* **AUFGABE 1**
Beantworte zum Forenauszug über das Belly Boot folgende Fragen:
(a) Wie lässt sich das Teil laut dem mit „gruß Michi“ unterzeichneten Beitrag im Notfall aufblasen?
(b) Bei welchen Tätigkeiten wird das Teil in diesem Beitrag außerdem genutzt?
(c) Was hat sich racoon zugelegt?
* **AUFGABE 2**
Zitiere aus dem Forenauszug über das Belly Boot den Abschnitt, der bei „was ich noch“ beginnt und bei „(7. April 2016)“ endet.
* **AUFGABE 3**
Führe den Forenauszug über das Belly Boot im Anschluss an seinen letzten Satz fort.

Bild und Link stelle ich mal nicht dazu wegen Werbung 

Vorteil das Teil nervt nicht und geht auch nicht von alleine auf sondern nur auf Zug ! 
was ich noch besser finde das das Teil auch mit dem Mund im Notfall aufgeblasen werden kann wenn die Technik mal versagen sollte  
nehme ich auch beim Kitesurfen, Boot Fahren und ist besser als "garnix" 
nur als Tipp weil es viele nicht kennen 

gruß Michi


----------



## racoon (7. April 2016)

*AW: Belly Boot / Zubehör*

Danke Euch für die Antworten. Da meine Frage aber schon ein paar Tage alt ist und bisher ohne Antwort war habe ich schon gekauft. Ich habe mir eine Automatikweste zugelegt und hatte sie schon beim Angeln an. Sie hat mich in keinster Weise gestört oder behindert, deshalb werde ich sie auch weiterhin tragen. Schaden wird es nicht.

* **ANGEZEIGTE EINTRÄGE**
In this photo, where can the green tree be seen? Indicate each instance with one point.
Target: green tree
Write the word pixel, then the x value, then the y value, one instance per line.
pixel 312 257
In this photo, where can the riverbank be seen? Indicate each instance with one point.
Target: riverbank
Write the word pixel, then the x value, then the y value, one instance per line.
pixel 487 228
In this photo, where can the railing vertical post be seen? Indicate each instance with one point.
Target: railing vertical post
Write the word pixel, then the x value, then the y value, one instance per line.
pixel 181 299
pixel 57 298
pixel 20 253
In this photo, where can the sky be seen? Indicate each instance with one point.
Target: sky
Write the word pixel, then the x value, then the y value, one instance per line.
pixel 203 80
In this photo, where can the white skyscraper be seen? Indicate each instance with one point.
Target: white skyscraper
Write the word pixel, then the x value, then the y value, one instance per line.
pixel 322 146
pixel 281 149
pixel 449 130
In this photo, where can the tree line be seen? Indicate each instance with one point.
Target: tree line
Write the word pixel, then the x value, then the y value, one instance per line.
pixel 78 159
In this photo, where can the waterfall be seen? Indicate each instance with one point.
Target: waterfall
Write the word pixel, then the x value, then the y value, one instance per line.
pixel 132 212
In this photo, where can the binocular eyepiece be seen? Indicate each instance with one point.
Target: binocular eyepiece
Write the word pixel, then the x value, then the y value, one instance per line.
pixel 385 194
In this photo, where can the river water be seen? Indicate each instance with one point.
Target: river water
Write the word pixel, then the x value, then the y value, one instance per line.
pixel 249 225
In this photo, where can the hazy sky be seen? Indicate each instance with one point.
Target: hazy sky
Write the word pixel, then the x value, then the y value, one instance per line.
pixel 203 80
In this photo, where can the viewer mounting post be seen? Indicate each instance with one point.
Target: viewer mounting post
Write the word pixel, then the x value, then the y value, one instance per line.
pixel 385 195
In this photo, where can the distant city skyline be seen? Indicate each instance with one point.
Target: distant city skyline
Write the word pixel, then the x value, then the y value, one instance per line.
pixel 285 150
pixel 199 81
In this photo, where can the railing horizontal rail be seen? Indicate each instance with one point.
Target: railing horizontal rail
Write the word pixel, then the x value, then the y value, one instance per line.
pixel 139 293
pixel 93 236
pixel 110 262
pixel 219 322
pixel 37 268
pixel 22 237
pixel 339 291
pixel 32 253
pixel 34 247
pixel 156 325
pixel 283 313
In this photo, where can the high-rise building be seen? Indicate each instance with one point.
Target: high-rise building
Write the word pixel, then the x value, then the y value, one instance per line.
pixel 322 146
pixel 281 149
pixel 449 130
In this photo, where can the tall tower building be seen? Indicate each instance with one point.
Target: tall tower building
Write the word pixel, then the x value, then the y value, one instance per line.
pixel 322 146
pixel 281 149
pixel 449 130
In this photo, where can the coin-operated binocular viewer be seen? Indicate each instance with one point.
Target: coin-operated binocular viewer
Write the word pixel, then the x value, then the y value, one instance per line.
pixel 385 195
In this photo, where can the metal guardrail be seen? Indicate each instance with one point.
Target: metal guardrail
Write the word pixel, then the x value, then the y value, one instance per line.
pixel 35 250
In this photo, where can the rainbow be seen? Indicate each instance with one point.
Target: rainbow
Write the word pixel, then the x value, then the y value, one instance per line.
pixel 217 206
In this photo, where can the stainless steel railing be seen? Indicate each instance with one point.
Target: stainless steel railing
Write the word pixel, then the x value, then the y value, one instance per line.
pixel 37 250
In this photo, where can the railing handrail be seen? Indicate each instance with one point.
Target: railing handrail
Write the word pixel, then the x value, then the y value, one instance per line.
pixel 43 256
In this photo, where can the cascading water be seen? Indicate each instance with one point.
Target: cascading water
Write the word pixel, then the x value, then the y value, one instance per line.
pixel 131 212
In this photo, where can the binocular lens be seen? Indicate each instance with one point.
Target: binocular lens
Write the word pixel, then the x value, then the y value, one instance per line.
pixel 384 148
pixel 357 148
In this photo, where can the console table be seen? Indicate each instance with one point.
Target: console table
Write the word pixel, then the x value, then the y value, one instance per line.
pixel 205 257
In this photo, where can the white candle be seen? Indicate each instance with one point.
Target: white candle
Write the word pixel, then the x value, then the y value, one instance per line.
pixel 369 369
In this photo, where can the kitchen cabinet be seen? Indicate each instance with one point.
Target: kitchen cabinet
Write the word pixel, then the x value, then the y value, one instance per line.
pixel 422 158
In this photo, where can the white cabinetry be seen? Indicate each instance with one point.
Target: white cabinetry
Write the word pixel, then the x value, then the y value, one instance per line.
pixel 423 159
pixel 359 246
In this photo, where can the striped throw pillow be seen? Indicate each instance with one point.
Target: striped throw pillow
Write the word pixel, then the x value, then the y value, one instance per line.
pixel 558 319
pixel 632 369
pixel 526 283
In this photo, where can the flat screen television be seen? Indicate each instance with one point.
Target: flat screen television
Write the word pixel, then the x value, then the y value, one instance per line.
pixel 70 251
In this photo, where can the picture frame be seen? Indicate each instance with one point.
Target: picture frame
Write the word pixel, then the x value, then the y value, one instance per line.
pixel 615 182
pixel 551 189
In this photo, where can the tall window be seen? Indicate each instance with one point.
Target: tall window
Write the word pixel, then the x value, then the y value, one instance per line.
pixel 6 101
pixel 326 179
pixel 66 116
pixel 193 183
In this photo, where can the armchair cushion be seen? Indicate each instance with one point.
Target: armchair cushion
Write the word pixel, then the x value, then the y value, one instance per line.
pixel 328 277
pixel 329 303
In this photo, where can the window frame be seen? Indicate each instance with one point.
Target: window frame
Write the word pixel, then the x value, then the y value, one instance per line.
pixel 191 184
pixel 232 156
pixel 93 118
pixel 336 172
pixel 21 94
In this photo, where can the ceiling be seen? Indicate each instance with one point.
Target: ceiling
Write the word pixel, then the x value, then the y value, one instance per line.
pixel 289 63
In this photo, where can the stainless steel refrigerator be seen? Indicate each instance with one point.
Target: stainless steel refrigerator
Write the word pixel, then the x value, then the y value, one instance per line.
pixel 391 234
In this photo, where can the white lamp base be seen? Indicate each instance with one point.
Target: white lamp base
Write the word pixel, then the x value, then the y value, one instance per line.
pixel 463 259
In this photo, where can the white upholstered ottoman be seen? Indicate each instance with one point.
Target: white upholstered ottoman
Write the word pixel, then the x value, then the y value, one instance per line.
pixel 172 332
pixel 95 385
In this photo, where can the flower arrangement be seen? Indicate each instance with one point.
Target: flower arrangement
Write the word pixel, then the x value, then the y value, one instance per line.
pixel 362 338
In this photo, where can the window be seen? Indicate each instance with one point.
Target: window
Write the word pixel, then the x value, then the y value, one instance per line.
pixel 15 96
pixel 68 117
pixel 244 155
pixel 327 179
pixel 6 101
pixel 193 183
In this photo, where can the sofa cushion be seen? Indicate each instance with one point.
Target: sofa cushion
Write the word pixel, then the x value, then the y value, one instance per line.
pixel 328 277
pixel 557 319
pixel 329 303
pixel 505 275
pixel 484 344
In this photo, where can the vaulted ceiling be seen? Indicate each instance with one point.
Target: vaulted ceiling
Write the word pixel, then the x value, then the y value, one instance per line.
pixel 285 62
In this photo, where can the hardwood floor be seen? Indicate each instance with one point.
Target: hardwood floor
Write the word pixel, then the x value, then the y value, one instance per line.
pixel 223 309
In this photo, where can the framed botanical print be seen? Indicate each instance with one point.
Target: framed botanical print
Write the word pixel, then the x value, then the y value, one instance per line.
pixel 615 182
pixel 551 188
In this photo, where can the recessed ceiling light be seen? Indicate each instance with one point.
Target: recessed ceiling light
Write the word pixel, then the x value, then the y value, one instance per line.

* **ANTWORT 1**
(a) Es kann mit dem Mund aufgeblasen werden, wenn die Technik versagen sollte.
(b) Es wird auch beim Kitesurfen und beim Bootfahren genutzt.
(c) Racoon hat sich eine Automatikweste zugelegt.

* **ANTWORT 2**
was ich noch besser finde das das Teil auch mit dem Mund im Notfall aufgeblasen werden kann wenn die Technik mal versagen sollte  
nehme ich auch beim Kitesurfen, Boot Fahren und ist besser als "garnix" 
nur als Tipp weil es viele nicht kennen 

gruß Michi


----------



## racoon (7. April 2016)

* **ANTWORT 3**
Sehr geil ist allerdings der Tip mit der Hundeleine, das werde ich in die Tat umsetzen, danke dafür.

Was ich noch an Zubehör habe ist eine Leine, die ich mit Karabiner an der Weste festgemacht habe, am anderen Ende das BB. Will es ja behalten, 'falls' ich mal unbeabsichtigt absteige. Außerdem ist es so beim Einstieg in die Strömung gesichert und kann nicht abtreiben.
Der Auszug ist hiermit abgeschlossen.